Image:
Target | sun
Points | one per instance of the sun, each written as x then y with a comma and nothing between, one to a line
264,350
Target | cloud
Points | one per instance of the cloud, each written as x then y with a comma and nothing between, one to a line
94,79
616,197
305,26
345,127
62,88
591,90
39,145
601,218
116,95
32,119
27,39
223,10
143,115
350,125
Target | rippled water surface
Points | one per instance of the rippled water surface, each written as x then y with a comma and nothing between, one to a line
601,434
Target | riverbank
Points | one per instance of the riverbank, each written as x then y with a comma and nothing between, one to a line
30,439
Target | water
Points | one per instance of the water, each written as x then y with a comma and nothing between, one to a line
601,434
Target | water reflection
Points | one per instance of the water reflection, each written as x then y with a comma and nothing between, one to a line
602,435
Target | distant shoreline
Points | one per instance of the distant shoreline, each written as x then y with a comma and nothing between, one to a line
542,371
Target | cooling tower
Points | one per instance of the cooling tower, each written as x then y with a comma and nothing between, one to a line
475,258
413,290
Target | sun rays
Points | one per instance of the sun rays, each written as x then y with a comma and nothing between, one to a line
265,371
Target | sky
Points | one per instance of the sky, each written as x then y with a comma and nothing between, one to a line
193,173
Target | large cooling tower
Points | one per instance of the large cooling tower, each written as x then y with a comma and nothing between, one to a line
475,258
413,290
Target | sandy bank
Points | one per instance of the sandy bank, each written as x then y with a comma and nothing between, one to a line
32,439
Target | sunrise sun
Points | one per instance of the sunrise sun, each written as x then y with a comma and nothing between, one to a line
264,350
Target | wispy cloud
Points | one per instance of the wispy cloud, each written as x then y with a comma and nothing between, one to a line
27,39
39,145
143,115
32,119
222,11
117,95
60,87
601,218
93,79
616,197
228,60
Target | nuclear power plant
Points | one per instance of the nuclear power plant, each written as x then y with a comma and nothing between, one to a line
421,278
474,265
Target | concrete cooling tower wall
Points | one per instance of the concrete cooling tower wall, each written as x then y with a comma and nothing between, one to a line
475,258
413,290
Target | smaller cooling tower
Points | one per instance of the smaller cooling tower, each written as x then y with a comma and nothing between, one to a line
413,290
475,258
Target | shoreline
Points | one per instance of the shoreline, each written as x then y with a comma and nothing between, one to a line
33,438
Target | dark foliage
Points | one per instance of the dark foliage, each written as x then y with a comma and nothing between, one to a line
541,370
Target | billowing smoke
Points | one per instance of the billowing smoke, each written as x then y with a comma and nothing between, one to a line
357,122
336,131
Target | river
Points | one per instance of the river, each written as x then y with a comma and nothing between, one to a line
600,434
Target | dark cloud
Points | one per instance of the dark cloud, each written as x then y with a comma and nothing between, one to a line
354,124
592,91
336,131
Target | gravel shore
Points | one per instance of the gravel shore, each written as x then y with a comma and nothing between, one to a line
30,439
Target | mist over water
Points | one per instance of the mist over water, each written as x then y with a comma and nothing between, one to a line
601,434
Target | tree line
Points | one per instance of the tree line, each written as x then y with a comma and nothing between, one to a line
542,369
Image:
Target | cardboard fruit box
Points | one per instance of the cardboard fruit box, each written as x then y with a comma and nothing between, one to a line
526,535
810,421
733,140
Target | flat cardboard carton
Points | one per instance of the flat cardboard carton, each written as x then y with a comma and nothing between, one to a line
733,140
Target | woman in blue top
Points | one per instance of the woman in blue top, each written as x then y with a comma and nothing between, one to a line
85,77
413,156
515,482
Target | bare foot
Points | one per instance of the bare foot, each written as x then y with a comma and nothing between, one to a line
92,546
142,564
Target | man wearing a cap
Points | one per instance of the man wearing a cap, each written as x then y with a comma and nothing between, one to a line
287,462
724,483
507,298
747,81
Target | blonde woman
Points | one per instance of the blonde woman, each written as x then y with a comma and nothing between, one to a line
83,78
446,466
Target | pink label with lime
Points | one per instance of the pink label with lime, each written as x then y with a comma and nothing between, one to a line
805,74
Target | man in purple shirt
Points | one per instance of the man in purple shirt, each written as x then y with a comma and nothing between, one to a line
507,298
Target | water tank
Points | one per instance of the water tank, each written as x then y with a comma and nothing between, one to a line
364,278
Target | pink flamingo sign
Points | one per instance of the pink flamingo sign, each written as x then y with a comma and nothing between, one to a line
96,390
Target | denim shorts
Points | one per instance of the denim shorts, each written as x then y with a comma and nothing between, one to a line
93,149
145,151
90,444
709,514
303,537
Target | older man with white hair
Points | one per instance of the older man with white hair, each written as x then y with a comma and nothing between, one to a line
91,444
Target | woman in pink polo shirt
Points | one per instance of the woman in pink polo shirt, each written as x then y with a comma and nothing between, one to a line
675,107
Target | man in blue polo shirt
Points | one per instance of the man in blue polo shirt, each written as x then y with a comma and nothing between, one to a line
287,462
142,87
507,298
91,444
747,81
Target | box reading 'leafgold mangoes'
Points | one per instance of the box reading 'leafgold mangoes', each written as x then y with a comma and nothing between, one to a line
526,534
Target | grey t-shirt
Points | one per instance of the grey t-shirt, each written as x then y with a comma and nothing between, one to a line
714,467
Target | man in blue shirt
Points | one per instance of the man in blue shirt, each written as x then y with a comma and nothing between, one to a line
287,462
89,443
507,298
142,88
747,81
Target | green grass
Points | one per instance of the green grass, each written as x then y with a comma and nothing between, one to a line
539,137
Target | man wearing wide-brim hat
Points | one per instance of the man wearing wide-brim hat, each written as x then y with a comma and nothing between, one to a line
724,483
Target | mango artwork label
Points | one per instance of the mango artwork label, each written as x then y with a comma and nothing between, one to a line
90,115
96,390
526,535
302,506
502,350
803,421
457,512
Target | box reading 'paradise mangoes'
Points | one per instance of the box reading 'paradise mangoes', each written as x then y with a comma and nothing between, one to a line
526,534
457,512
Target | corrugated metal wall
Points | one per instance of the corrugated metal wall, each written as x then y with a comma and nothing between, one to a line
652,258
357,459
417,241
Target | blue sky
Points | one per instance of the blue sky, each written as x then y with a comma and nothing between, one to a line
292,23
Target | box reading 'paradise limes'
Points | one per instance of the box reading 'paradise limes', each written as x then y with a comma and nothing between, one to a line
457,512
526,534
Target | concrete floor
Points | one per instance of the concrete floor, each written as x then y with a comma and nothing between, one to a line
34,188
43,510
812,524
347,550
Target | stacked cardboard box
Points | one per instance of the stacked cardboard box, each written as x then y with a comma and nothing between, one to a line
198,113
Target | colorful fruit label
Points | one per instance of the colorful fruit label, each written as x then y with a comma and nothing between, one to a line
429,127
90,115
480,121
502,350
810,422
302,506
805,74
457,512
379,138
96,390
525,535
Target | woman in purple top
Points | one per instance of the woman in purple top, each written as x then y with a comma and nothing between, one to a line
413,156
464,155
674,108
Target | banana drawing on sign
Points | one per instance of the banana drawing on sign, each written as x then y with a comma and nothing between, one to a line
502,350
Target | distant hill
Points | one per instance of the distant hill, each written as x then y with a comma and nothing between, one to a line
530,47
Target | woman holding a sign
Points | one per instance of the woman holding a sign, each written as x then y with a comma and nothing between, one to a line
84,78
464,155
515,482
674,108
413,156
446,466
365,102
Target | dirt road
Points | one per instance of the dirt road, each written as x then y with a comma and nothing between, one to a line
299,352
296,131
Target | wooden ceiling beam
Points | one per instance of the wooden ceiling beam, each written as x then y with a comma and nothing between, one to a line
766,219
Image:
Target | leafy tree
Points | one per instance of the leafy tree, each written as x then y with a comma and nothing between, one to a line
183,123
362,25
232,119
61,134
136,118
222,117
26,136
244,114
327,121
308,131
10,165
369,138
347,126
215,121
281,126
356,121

-- What you need to do --
Return the full listing, character for character.

-- Written response --
Image:
Target | sun
Points | one per instance of the sun, each written as x then y with a comma and nothing between, one to a line
264,350
Target | cloud
Points | one per instance of the cloud, each written as x then y with a comma and nothing between, one to a line
94,79
616,197
305,26
345,127
62,88
591,90
39,145
601,218
116,95
32,119
27,39
223,10
143,115
350,125
Target | rippled water surface
Points | one per instance of the rippled water surface, each written as x then y with a comma and nothing between, one to a line
601,434
Target | riverbank
Points | one per instance of the riverbank, each written as x then y with a comma and nothing between, one to a line
30,439
Target | water
Points | one per instance of the water, each written as x then y with a comma and nothing between, one to a line
601,434
Target | water reflection
Points | one per instance of the water reflection, each written as x then y with a comma and nothing between, one to a line
602,435
Target | distant shoreline
Points | one per instance of the distant shoreline, each written as x then y with a comma and nothing between, one to a line
542,371
Target | cooling tower
Points | one per instance of the cooling tower, each written as x then y with a comma and nothing between, one to a line
475,258
413,290
Target | sun rays
Points | one per instance of the sun rays, each written as x then y with a comma and nothing between, one to a line
265,371
Target | sky
Points | one per instance of the sky, each written as x then y with a comma and nothing between, one to a line
193,173
Target | large cooling tower
Points | one per instance of the large cooling tower, each written as x then y with a comma and nothing between, one to a line
475,258
413,290
Target | sandy bank
Points | one per instance of the sandy bank, each written as x then y with a comma and nothing between, one to a line
32,439
Target | sunrise sun
Points | one per instance of the sunrise sun, each written as x then y with a comma and nothing between, one to a line
264,350
Target | wispy cloud
Points | one per instance of the wispy cloud, each written as x then y with a comma and nothing between, one to a line
27,39
39,145
143,115
32,119
222,11
117,95
60,87
601,218
93,79
616,197
228,60
Target | nuclear power plant
Points | one per instance of the nuclear power plant, each written as x then y with a comma and nothing between, one to a line
421,278
474,265
Target | concrete cooling tower wall
Points | one per instance of the concrete cooling tower wall, each written as x then y with a comma and nothing between, one to a line
475,258
413,290
Target | smaller cooling tower
Points | one per instance of the smaller cooling tower, each written as x then y with a comma and nothing between, one to a line
413,290
475,258
Target | shoreline
Points | one per instance of the shoreline, each written as x then y with a comma and nothing between, one to a line
33,438
Target | dark foliage
Points | one per instance of the dark foliage, each written as x then y with a comma and nothing between, one to a line
541,370
Target | billowing smoke
Points | one per instance of the billowing smoke, each written as x then y with a comma and nothing between, one to a line
357,122
336,131
Target | river
Points | one per instance of the river, each written as x then y with a comma and nothing between, one to a line
600,434
Target | dark cloud
Points | one per instance of the dark cloud, each written as x then y with a comma and nothing between, one to a line
354,124
592,91
336,131
Target | gravel shore
Points | one per instance of the gravel shore, each written as x then y with a comma and nothing between, one to a line
30,439
Target | mist over water
Points | one per instance of the mist over water, each written as x then y with a comma and nothing between, one to a line
601,434
Target | tree line
Points | one per instance of the tree line, each written as x then y with a comma and nothing between, one to a line
542,369
Image:
Target | cardboard fruit box
Points | one per instance of the cardboard fruit box, each written as x then y with a comma and nothing between, one to a line
526,535
810,421
733,140
Target | flat cardboard carton
Points | one per instance of the flat cardboard carton, each written as x then y with a comma and nothing between, one to a line
733,140
Target | woman in blue top
Points | one per instance of the woman in blue top, each written as x then y with a comma and nothing between, one to a line
85,77
413,156
515,482
Target | bare foot
Points | one per instance of the bare foot, each written as x then y with a comma and nothing between, one to a line
92,546
142,564
Target | man wearing a cap
Points | one per instance of the man wearing a cap, each written as x then y with a comma and nothing between, one to a line
287,462
724,483
507,298
747,81
Target | blonde woman
Points | one per instance of the blonde woman, each written as x then y with a comma and nothing between, one to a line
83,78
446,466
Target | pink label with lime
Points | one per instance of the pink label with lime, each written as x then y with a comma and nothing between, one to a line
805,74
Target | man in purple shirt
Points | one per instance of the man in purple shirt, each written as x then y with a comma and nothing between, one to a line
507,298
Target | water tank
Points | one per instance of the water tank, each written as x then y with a comma and nothing between, one to a line
364,278
Target | pink flamingo sign
Points | one per instance of the pink flamingo sign, each written as x then y with a comma and nothing between, one to a line
96,390
Target | denim shorts
Points | one per instance of the denim shorts, each written as x then y with a comma and nothing between, one to a line
93,149
145,151
90,444
709,514
303,537
Target | older man with white hair
Points | one per instance of the older man with white hair, each written as x then y with a comma and nothing between, one to a line
91,444
Target | woman in pink polo shirt
Points | one per instance of the woman in pink polo shirt, each written as x then y with a comma and nothing between, one to a line
675,107
Target | man in blue polo shirt
Points | one per instance of the man in blue polo shirt, each written as x then y with a comma and nothing between, one to a line
287,462
142,87
507,298
91,444
747,81
Target | box reading 'leafgold mangoes'
Points | one per instance of the box reading 'leafgold mangoes', each written as x then y with a comma and nothing between, one to a line
526,534
Target | grey t-shirt
Points | one per instance of the grey t-shirt, each written as x then y with a comma and nothing between, one to a line
714,467
Target | man in blue shirt
Points | one per instance of the man in blue shirt, each written as x then y with a comma and nothing between, one to a line
287,462
89,443
507,298
142,88
747,81
Target | green grass
Points | one per instance of the green grass, each written as x then y with a comma and nothing between, one to a line
539,137
Target | man wearing wide-brim hat
Points | one per instance of the man wearing wide-brim hat, each written as x then y with a comma and nothing between, one to a line
724,483
Target | mango artwork label
Points | one per instance of the mango artwork label, each written as x then y with a comma and nothing between, one to a line
90,115
96,390
526,535
302,506
502,350
803,421
457,512
Target | box reading 'paradise mangoes'
Points | one per instance of the box reading 'paradise mangoes', each written as x then y with a comma and nothing between, one to a line
526,534
457,512
Target | corrugated metal wall
Points | one per instance of the corrugated metal wall, each written as x then y with a comma and nothing between, one to a line
652,258
357,459
417,241
Target | blue sky
Points | one per instance of the blue sky, each written as x then y with a comma and nothing between, one to a line
292,23
Target | box reading 'paradise limes'
Points | one per instance of the box reading 'paradise limes', each written as x then y with a comma and nothing between, one to a line
457,512
526,534
Target | concrete floor
Points | one per instance of the concrete floor, each written as x then y with a comma and nothing between, one to a line
34,188
43,510
812,524
347,550
Target | stacked cardboard box
Points | one per instance of the stacked cardboard box, each written as x then y with a comma and nothing between, one to a line
198,113
Target | colorful fruit label
Points | one per instance of the colorful fruit label, each written as x then y with a comma and nothing between, one to a line
429,127
90,115
480,121
502,350
810,422
302,506
805,74
457,512
379,138
96,390
525,535
Target | woman in purple top
Points | one per instance of the woman in purple top, each written as x then y with a comma and nothing between, one to a line
413,156
464,155
674,108
Target | banana drawing on sign
Points | one per instance of the banana drawing on sign, each written as x then y with a comma and nothing between, one to a line
502,350
Target | distant hill
Points | one per instance of the distant hill, each written as x then y with a comma and nothing between, one to a line
530,47
Target | woman holding a sign
Points | one per instance of the woman holding a sign, each written as x then y with a comma and nothing between, one to a line
84,78
464,155
515,482
674,108
413,156
446,466
365,102
Target | dirt road
Points | one per instance of the dirt road, each written as x then y with a comma and nothing between, one to a line
299,352
296,131
Target | wooden ceiling beam
Points | one per instance of the wooden ceiling beam, each written as x then y with a comma and nothing between, one to a line
766,219
Image:
Target | leafy tree
Points | one per instance of the leafy tree, each written as x then y with a comma and nothing between, one to a line
183,123
362,25
232,119
61,134
136,118
222,117
26,136
244,114
327,121
308,131
10,165
369,138
347,126
215,121
281,126
356,121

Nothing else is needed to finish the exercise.